**What is expected**
Below are some records; output exactly the lines from the line with "Return one point per instance of the boy's foot, each" to the line with "Return one point per instance of the boy's hand, each", both ends kept, and nothing more.

**Provided records**
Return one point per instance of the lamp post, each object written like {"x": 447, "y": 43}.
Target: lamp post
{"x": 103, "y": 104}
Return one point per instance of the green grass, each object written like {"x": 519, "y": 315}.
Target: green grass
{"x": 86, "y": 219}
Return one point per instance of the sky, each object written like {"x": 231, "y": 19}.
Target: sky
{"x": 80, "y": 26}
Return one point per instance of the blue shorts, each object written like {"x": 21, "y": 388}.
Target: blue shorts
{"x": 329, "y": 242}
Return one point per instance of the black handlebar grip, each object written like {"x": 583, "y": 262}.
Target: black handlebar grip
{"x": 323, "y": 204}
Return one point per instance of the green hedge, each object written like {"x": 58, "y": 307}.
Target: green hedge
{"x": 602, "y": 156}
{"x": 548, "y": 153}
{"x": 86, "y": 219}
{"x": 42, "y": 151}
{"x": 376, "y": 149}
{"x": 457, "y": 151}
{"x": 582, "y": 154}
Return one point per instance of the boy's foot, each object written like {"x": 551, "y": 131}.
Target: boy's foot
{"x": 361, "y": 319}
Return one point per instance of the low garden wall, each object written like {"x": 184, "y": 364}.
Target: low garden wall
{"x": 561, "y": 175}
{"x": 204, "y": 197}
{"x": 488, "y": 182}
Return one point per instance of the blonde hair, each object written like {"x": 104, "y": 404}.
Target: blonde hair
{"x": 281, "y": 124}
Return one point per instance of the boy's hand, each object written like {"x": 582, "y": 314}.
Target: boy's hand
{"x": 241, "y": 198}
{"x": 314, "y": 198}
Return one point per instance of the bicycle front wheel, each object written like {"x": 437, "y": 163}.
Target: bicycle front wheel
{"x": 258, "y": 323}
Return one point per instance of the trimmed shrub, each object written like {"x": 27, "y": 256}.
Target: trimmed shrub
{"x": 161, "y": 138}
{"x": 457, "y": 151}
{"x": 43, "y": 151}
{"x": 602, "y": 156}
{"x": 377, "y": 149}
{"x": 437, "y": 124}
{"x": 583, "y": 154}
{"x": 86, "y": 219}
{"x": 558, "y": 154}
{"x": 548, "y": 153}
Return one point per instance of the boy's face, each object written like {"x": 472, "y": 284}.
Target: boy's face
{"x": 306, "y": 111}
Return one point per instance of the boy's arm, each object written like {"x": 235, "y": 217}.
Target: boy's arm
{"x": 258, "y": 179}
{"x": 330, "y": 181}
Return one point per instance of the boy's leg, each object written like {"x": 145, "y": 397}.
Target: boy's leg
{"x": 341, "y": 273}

**Response**
Return one point per instance of the boy's foot, each object written like {"x": 551, "y": 131}.
Target: boy's foot
{"x": 361, "y": 319}
Return one point per instance of the low garden wall, each object written like {"x": 184, "y": 364}.
Target: low garden wall
{"x": 561, "y": 175}
{"x": 204, "y": 197}
{"x": 488, "y": 182}
Return one point per instance of the blonde hair, each object written like {"x": 104, "y": 404}.
Target: blonde hair
{"x": 281, "y": 124}
Return one point per instance of the boy's hand, each object written like {"x": 582, "y": 314}.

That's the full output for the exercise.